Task requirements ->
• 1. Transcribe a passage from the Delta scroll saw thread, beginning at the words "I am planning" and stopping after "loftyhermes (10 May 2021)".
• 2. Rewrite the paragraph of the Delta scroll saw thread that begins "I am planning a scroll saw" as a short list that keeps its main facts.
• 3. Take the Delta scroll saw thread further, starting after its last line.

─── Selected excerpt ───

# Delta



## Saltnsauce (10 May 2021)

Hello, new member here,
Could I ask a question and I have done research with the search button and web searches.
I am planning a scroll saw and am looking at a Delta q3 18 variable speed. It is priced a 400 with a stand and look very good in condition with little use. As far as I can see these are no longer made and are not stocked in the UK, spares seem to be difficult but then they don't seem to break. They appear to have a great reputation but are not widely seen in UK and more people seem to have other saws. I am retiring soon and will be able to spend time on my woodworking. Is my thought correct or are there better choices. many thanks


----------



## loftyhermes (10 May 2021)

─── Provided material ───

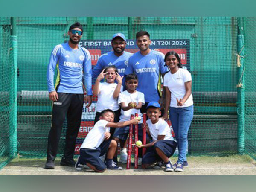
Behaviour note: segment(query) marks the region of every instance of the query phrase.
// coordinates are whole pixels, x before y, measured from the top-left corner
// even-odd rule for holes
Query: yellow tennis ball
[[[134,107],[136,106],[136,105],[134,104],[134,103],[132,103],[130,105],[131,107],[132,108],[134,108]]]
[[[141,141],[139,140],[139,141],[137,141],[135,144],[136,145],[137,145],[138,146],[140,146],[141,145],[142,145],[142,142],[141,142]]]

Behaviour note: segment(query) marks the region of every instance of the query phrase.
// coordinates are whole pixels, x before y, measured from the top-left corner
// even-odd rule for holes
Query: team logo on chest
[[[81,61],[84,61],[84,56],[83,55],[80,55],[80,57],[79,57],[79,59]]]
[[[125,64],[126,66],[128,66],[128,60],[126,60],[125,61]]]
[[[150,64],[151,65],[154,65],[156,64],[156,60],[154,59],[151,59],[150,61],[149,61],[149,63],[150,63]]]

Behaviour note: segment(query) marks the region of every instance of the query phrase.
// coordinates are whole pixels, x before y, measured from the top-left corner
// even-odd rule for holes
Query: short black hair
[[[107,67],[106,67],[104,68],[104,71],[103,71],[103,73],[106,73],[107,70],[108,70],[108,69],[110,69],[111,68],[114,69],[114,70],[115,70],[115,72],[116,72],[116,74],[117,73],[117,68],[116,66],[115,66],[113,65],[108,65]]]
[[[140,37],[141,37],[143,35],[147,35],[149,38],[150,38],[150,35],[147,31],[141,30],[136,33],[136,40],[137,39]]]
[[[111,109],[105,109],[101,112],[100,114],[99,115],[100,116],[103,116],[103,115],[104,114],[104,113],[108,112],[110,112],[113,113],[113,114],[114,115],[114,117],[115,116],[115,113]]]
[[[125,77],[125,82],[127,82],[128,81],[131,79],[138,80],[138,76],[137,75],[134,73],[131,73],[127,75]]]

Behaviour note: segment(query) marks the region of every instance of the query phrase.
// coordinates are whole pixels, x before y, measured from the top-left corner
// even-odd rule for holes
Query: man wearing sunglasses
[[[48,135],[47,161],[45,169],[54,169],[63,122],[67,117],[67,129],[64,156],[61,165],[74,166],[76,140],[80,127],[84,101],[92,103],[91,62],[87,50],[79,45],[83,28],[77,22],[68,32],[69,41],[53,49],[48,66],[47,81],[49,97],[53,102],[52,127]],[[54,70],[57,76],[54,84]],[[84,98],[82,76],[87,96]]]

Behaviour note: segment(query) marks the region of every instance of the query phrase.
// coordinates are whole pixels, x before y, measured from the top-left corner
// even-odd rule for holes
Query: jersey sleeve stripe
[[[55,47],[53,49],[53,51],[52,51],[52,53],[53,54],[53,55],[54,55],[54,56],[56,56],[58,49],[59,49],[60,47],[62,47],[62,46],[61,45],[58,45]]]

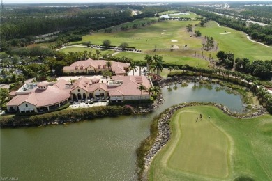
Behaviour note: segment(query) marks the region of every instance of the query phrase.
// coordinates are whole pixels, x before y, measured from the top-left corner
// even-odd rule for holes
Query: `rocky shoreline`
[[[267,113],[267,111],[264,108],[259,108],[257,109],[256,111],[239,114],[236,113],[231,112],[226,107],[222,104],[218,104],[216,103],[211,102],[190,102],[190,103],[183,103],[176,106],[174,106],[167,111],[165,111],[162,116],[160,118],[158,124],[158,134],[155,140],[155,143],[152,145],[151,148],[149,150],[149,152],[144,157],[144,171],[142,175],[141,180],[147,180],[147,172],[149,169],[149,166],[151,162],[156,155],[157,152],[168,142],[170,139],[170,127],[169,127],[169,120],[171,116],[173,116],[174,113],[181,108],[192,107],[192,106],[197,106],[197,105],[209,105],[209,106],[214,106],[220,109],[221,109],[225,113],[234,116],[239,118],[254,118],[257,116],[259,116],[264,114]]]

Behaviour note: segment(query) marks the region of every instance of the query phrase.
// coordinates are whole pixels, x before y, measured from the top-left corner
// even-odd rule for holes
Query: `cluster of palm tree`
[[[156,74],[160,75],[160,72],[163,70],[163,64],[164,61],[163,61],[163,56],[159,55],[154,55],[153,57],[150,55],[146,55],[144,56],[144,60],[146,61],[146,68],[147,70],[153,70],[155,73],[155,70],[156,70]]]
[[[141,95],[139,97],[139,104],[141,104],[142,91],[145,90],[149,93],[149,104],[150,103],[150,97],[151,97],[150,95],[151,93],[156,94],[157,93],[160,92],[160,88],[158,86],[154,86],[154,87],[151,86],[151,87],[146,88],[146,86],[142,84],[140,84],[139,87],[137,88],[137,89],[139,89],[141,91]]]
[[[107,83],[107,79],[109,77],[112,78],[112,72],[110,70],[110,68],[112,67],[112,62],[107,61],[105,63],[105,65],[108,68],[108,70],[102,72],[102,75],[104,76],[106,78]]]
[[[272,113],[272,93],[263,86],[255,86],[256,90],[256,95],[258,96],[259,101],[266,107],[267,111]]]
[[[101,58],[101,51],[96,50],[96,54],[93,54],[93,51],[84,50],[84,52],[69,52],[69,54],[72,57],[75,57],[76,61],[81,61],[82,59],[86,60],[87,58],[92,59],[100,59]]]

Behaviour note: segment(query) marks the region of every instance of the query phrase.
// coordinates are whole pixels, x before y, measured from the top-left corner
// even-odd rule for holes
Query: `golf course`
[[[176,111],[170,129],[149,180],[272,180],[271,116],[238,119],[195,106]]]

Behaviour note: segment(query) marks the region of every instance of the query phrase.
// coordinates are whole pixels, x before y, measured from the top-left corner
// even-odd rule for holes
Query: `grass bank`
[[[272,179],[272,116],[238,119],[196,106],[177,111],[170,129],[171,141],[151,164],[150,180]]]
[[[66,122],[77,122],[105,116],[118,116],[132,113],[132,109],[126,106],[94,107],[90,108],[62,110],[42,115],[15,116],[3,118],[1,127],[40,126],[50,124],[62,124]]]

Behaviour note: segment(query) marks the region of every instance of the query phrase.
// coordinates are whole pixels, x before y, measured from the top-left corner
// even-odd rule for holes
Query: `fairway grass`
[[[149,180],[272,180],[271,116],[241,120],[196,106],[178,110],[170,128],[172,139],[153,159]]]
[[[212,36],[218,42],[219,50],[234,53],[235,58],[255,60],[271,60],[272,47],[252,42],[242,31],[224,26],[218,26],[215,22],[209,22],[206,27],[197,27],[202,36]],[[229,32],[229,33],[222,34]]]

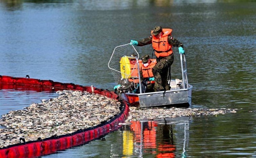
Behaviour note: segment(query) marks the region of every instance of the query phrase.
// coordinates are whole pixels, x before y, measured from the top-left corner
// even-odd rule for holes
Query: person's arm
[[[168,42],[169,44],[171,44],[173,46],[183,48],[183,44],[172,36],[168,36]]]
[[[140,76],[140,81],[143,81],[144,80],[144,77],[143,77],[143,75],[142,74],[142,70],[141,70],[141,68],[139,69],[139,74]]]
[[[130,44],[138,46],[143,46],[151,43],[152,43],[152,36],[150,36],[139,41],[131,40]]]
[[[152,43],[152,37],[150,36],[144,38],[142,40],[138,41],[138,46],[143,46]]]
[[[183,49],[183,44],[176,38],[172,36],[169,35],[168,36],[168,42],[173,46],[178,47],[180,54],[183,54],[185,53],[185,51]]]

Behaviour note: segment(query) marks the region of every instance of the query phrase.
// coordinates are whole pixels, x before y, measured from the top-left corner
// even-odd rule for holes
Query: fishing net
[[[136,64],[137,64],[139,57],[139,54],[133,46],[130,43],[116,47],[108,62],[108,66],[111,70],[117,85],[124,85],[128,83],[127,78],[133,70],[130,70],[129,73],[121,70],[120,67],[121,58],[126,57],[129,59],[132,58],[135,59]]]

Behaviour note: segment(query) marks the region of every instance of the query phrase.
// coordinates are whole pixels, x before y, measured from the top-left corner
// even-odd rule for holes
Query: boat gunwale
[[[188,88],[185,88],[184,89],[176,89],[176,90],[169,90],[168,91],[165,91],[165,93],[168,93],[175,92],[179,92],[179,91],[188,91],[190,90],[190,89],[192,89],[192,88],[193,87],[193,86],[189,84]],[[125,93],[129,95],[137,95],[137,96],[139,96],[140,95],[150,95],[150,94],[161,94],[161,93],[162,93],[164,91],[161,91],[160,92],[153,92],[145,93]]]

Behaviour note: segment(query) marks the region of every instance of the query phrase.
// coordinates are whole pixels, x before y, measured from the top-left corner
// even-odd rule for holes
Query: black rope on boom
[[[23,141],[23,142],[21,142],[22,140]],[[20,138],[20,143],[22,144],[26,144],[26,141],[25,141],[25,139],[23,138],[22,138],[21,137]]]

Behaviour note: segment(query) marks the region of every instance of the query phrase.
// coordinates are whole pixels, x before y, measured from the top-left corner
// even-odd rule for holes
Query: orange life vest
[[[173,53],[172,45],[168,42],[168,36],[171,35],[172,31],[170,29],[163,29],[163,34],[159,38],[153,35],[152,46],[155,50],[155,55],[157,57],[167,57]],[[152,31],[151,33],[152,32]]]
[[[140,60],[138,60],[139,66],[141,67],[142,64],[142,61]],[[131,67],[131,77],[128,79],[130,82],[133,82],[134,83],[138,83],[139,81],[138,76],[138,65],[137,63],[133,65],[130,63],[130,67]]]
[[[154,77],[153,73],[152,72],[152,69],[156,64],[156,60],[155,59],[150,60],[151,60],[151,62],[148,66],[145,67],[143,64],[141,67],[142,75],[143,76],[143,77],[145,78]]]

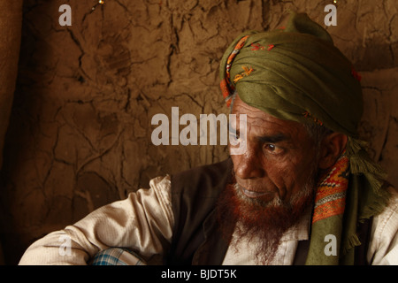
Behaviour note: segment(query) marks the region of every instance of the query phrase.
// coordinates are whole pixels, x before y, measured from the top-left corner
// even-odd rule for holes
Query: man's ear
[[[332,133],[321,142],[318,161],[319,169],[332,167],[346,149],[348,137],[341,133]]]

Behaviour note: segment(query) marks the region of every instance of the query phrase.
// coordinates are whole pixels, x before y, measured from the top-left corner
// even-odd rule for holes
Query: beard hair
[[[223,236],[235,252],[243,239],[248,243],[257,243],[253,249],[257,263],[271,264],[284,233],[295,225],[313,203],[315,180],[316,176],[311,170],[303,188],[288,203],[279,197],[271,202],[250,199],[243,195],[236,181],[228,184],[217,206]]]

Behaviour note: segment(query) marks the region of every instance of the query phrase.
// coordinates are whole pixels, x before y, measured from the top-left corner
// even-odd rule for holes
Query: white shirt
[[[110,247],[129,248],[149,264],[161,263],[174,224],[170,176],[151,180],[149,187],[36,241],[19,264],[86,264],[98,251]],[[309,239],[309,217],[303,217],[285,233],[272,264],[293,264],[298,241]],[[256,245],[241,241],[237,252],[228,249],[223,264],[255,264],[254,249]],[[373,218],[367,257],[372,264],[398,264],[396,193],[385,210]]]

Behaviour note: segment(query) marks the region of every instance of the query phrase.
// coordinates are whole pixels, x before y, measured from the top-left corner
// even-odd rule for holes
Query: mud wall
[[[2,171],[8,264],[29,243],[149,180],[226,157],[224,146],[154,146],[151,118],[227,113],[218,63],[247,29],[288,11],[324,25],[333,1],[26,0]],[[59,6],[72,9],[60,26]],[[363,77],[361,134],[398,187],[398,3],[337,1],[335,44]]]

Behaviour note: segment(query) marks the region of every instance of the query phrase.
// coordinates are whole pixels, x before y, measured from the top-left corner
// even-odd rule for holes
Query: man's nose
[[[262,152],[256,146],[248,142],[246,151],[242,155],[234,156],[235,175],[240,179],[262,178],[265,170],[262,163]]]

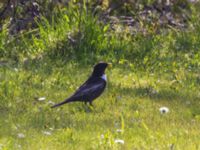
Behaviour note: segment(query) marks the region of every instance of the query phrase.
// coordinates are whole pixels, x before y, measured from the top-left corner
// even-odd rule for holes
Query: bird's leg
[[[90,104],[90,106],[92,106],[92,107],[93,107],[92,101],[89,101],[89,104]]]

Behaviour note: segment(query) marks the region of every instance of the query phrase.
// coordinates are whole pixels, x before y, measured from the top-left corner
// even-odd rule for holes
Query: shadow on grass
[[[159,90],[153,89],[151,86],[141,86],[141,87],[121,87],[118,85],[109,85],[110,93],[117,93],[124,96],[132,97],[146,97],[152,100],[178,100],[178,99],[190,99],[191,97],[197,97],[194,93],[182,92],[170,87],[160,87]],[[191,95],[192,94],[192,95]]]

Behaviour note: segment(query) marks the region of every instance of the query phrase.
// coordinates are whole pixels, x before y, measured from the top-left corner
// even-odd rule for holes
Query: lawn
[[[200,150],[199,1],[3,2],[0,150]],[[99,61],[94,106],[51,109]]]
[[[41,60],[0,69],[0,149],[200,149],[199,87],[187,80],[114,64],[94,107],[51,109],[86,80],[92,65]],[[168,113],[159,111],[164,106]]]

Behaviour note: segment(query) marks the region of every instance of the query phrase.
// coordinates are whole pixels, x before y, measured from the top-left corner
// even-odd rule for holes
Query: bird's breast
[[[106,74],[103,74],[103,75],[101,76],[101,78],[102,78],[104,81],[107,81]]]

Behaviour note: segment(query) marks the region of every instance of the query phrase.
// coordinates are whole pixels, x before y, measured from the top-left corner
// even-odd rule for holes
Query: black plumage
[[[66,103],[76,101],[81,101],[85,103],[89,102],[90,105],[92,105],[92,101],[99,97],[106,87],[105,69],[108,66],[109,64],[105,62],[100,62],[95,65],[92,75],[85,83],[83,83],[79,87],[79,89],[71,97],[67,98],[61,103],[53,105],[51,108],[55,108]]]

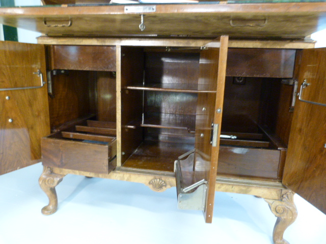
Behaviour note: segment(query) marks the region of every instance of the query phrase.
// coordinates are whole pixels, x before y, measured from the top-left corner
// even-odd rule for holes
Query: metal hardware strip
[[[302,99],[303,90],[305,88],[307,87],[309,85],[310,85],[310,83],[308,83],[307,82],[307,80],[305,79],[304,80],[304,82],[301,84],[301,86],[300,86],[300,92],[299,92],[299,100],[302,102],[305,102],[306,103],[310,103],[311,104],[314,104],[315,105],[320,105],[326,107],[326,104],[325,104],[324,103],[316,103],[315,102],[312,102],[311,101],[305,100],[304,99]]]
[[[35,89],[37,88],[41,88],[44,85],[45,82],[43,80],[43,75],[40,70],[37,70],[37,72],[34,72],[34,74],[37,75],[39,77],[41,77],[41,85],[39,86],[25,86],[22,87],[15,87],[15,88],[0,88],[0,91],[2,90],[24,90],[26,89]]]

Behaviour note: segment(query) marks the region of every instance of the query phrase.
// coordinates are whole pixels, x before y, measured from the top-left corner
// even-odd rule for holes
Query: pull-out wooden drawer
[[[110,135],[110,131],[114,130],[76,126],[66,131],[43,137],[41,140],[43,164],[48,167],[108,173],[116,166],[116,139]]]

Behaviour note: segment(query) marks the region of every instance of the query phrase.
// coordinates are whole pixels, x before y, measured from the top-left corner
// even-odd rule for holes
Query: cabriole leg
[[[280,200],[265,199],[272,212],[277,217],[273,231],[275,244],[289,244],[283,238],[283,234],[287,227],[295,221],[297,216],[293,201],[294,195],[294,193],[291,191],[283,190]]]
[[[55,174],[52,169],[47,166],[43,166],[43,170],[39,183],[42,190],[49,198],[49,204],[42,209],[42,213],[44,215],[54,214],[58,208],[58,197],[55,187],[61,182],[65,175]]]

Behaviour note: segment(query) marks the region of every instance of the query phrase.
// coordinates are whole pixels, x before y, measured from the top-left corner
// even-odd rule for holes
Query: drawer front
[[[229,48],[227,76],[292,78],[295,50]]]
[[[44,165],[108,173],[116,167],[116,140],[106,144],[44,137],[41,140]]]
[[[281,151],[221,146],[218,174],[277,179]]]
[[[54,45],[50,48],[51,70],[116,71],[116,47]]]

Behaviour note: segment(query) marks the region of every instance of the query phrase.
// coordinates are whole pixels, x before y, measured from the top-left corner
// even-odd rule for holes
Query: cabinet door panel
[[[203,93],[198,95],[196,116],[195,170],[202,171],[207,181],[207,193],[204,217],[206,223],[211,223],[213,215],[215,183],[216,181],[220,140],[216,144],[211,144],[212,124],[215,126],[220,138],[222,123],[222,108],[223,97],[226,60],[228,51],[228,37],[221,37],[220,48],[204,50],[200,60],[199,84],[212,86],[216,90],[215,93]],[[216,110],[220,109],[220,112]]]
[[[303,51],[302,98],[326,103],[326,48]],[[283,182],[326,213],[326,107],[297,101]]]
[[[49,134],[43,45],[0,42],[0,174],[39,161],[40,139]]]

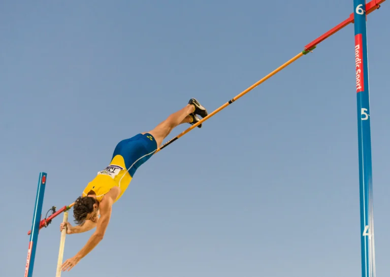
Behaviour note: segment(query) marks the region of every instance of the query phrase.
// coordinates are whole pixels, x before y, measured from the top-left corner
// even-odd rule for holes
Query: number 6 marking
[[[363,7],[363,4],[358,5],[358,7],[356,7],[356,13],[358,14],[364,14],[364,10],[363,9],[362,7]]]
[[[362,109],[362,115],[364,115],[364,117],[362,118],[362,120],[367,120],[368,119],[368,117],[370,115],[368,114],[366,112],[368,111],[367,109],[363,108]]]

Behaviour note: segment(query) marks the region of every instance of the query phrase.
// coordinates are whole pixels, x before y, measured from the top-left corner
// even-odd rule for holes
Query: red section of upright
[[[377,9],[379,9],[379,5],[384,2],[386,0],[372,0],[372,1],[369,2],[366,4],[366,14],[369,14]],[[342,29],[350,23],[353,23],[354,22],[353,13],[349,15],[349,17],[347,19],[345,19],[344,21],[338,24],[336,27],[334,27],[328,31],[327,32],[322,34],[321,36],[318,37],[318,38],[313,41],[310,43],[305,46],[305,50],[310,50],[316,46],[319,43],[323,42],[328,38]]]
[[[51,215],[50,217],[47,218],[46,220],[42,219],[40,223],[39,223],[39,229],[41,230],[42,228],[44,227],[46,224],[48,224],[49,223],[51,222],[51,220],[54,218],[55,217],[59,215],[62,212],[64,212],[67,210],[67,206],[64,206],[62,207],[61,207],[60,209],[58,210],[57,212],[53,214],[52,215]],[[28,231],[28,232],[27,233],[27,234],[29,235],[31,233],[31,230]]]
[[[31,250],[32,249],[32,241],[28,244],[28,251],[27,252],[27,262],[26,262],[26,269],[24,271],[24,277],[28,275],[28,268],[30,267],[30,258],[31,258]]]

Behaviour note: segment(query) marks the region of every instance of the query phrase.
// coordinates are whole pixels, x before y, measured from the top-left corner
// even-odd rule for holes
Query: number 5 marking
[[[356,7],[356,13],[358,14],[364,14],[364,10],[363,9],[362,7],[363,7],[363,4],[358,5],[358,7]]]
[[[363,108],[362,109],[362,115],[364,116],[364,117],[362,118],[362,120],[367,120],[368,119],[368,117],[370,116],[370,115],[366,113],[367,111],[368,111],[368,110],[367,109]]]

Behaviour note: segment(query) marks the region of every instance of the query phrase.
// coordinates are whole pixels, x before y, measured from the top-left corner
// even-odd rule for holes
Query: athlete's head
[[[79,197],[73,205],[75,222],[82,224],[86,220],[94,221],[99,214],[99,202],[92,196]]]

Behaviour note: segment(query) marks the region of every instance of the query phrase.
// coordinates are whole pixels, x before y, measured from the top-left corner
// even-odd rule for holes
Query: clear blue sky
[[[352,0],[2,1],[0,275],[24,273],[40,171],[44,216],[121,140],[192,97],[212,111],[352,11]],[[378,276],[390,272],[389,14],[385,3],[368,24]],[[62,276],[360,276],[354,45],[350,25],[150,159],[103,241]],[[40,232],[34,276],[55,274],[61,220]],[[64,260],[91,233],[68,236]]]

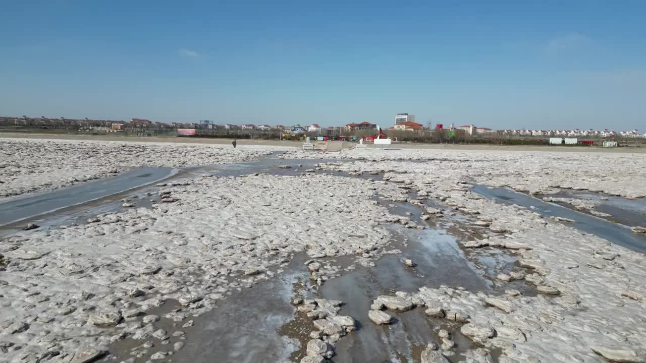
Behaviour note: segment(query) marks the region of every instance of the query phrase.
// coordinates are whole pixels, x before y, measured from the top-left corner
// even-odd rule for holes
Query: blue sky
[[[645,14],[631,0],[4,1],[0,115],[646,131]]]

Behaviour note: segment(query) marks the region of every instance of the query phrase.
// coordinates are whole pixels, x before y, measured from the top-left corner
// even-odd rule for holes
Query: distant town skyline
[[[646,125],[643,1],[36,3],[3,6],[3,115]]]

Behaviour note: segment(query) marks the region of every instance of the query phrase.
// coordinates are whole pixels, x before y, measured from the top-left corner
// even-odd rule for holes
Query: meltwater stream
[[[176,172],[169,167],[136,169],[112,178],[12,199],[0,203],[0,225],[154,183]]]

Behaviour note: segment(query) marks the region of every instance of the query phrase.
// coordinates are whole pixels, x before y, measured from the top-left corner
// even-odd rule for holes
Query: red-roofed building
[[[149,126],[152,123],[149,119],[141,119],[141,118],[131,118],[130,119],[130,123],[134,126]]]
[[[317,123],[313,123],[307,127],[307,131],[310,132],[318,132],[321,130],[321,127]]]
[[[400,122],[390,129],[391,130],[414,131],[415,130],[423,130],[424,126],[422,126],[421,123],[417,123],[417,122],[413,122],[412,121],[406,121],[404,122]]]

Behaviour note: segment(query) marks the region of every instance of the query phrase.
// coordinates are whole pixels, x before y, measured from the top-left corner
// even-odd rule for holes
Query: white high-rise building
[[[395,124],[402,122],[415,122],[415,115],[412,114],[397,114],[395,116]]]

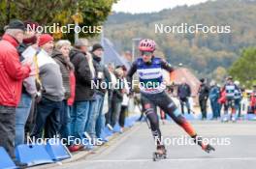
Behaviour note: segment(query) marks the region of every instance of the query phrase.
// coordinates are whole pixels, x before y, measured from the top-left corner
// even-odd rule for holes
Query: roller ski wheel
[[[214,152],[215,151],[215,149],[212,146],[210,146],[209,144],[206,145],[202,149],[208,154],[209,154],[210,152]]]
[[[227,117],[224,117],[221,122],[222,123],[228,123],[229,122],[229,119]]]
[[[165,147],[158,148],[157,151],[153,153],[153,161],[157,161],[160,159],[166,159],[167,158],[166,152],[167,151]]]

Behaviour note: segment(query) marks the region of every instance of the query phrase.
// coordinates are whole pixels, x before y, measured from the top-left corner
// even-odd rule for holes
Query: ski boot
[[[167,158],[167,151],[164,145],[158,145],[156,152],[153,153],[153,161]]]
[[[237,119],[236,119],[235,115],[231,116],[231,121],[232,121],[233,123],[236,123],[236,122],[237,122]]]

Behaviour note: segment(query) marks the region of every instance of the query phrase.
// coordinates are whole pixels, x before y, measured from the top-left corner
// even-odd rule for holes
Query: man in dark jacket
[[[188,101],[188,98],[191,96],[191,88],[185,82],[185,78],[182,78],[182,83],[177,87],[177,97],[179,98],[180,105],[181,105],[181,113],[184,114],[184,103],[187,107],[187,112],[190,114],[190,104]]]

───

In response ->
• 1.
I am planning a scroll saw and am looking at a Delta q3 18 variable speed. It is priced a 400 with a stand and look very good in condition with little use. As far as I can see these are no longer made and are not stocked in the UK, spares seem to be difficult but then they don't seem to break. They appear to have a great reputation but are not widely seen in UK and more people seem to have other saws. I am retiring soon and will be able to spend time on my woodworking. Is my thought correct or are there better choices. many thanks


----------



## loftyhermes (10 May 2021)

• 2.
- The poster is planning a scroll saw and is considering a Delta q3 18 variable speed, priced at 400 with a stand, in very good condition with little use.
- These saws seem to be no longer made and are not stocked in the UK.
- Spares seem difficult to get, though the saws don't seem to break.
- They appear to have a great reputation but are not widely seen in the UK, where more people seem to have other saws.
- The poster is retiring soon and will be able to spend time on woodworking.
- The poster asks whether this thinking is correct or whether there are better choices.

• 3.
That to me sounds expensive. The Delta Quickset blade clamps are in my opinion the best out there. I have used a Delta scroll saw since the mid 1990's, the 40-560 type 2 model and it's still going strong. I also have a 40-540, well I had 2 but sold one, also another 560 which I picked up for spares. The only part of them that I've found as rare as hens teeth are the Quickset blade clamps. None of these cost more than £100.


----------



## AES (10 May 2021)

Welcome Saltnsauce.

Yup, I think you're quite right about Delta, very good reputation, especially in the USA, but when I was looking for a new scroll saw to buy (2015), it seems they just don't exist anywhere in Europe these days. Don't think anyone imports them.

BUT a member here, "Lofty" has one (at least, may be 2) and always speaks highly of them. Because you're a new member you can't send a "Private Message "(called "Conversations" here) so in a mo I'll send him one telling him there's someone asking Q's about Delta.

I can't help you any more than that myself as I've never even seen one "in the flesh", only pix.
Cheers


----------



## AES (10 May 2021)

Ahh, I see Lofty's already around and answered. I'll bow out.


----------



## Saltnsauce (10 May 2021)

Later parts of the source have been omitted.